*Document segment*.
■ ■ ■ ■ ■
A recently patched SonicWall product vulnerability tracked as CVE-2024-40766 may have been exploited in ransomware attacks.
The critical flaw, disclosed on August 22, impacts SonicOS on Gen 5, Gen 6 and Gen 7 firewalls. The vulnerability, an improper access control issue in the SonicOS management access and SSLVPN, can lead to unauthorized resource access or a firewall crash.
SonicWall updated its advisory on Friday to inform customers that CVE-2024-40766 is “potentially being exploited in the wild”.
The vendor has not shared any information on these attacks, but SOC company Arctic Wolf indicated that CVE-2024-40766 may have been exploited for initial access in Akira ransomware attacks.
“In recent threat activity observed by Arctic Wolf, Akira ransomware affiliates carried out ransomware attacks with an initial access vector involving the compromise of SSLVPN user accounts on SonicWall devices,” the company said.
“In each instance, the compromised accounts were local to the devices themselves rather than being integrated with a centralized authentication solution such as Microsoft Active Directory. Additionally, MFA was disabled for all compromised accounts, and the SonicOS firmware on the affected devices were within the versions known to be vulnerable to CVE-2024-40766,” it added.
Arctic Wolf has not clearly stated that CVE-2024-40766 has been exploited in these ransomware attacks, but suggests that there is a strong possibility.
The US cybersecurity agency CISA has yet to add CVE-2024-40766 to its Known Exploited Vulnerabilities (KEV) catalog. Entries in CISA’s KEV catalog typically specify whether a flaw has been known to be exploited in ransomware attacks.
Cybersecurity firm Blackpoint has also seen attacks targeting SSLVPN for initial access, but it could also not confirm that CVE-2024-40766 had been exploited. The company has promised to share more details on September 10.
“While the Blackpoint Active SOC team has recently combatted SSLVPN initial access compromise within our managed environments, we have NOT confirmed explicit indicators of compromise (IoCs) in our partners’ environments showing threat actor exploitation of SonicWall CVE-2024-40766,” the company noted.
Threat actors have been known to exploit vulnerabilities in SonicWall products, including zero-days. Last year, Mandiant reported that it had identified sophisticated malware believed to be of Chinese origin on a SonicWall appliance.
Hundreds of thousands of SonicWall firewalls are exposed to the internet and could be vulnerable to attacks.
UPDATE: CISA has added CVE-2024-40766 to its KEV catalog, but the agency does not confirm exploitation in ransomware attacks. In addition, Rapid7 has also seen what may be in-the-wild exploitation of the vulnerability, but it does not have hard evidence that CVE-2024-40766 was exploited in the attacks.
■ ■ ■ ■ ■
Stored data:

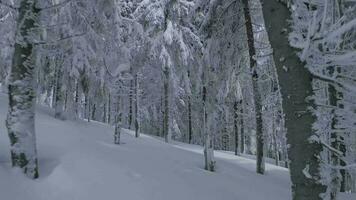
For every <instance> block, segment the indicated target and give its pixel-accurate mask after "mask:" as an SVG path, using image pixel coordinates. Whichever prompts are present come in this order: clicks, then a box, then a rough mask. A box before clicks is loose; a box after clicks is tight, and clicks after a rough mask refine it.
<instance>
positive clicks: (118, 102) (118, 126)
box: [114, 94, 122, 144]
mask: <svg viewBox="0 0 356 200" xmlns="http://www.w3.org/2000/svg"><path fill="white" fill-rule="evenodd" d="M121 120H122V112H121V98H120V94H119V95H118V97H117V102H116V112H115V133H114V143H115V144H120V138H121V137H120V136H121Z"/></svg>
■ ■ ■ ■ ■
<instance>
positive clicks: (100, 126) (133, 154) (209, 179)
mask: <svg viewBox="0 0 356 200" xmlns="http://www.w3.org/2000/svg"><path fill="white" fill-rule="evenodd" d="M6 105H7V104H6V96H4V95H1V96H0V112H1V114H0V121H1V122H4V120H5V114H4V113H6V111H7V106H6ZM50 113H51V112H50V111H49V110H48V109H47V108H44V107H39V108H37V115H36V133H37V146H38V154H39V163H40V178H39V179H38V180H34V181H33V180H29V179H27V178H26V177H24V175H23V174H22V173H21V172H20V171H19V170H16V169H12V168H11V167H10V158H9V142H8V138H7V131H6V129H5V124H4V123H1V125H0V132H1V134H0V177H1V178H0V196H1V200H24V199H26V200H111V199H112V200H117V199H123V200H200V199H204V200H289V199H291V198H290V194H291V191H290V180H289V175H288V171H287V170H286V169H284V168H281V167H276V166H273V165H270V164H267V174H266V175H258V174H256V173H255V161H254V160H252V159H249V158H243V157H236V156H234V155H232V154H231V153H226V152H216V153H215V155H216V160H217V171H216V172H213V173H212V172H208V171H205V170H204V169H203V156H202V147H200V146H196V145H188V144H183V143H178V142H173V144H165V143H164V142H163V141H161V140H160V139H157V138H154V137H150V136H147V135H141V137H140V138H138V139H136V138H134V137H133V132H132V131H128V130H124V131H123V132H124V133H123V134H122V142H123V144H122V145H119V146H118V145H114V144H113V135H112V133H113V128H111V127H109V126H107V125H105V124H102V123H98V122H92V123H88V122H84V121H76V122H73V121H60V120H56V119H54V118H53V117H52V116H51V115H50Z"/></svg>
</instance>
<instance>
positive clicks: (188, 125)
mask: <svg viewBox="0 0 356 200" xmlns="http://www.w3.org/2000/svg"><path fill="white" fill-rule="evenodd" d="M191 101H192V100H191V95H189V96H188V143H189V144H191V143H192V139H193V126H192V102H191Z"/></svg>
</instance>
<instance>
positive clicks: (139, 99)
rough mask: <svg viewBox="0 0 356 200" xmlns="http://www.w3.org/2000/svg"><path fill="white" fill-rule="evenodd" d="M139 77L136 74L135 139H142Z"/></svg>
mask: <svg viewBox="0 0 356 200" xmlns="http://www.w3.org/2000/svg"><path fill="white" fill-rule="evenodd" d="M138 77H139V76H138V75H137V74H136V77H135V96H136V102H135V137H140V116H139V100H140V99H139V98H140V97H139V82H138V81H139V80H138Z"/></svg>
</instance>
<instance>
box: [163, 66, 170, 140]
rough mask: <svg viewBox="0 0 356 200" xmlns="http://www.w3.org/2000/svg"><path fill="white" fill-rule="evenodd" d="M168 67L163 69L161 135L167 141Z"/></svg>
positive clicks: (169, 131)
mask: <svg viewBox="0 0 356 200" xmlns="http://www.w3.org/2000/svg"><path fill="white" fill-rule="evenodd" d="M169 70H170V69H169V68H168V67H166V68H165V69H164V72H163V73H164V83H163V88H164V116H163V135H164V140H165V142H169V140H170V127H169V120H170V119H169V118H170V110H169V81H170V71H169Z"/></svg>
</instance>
■ ■ ■ ■ ■
*Work item*.
Reproduce the part of the SonicWall vulnerability article starting with "The critical flaw, disclosed" and going on through "the company said.". The records have no connection to the article on the SonicWall vulnerability.

*Exercise solution*.
The critical flaw, disclosed on August 22, impacts SonicOS on Gen 5, Gen 6 and Gen 7 firewalls. The vulnerability, an improper access control issue in the SonicOS management access and SSLVPN, can lead to unauthorized resource access or a firewall crash.
SonicWall updated its advisory on Friday to inform customers that CVE-2024-40766 is “potentially being exploited in the wild”.
The vendor has not shared any information on these attacks, but SOC company Arctic Wolf indicated that CVE-2024-40766 may have been exploited for initial access in Akira ransomware attacks.
“In recent threat activity observed by Arctic Wolf, Akira ransomware affiliates carried out ransomware attacks with an initial access vector involving the compromise of SSLVPN user accounts on SonicWall devices,” the company said.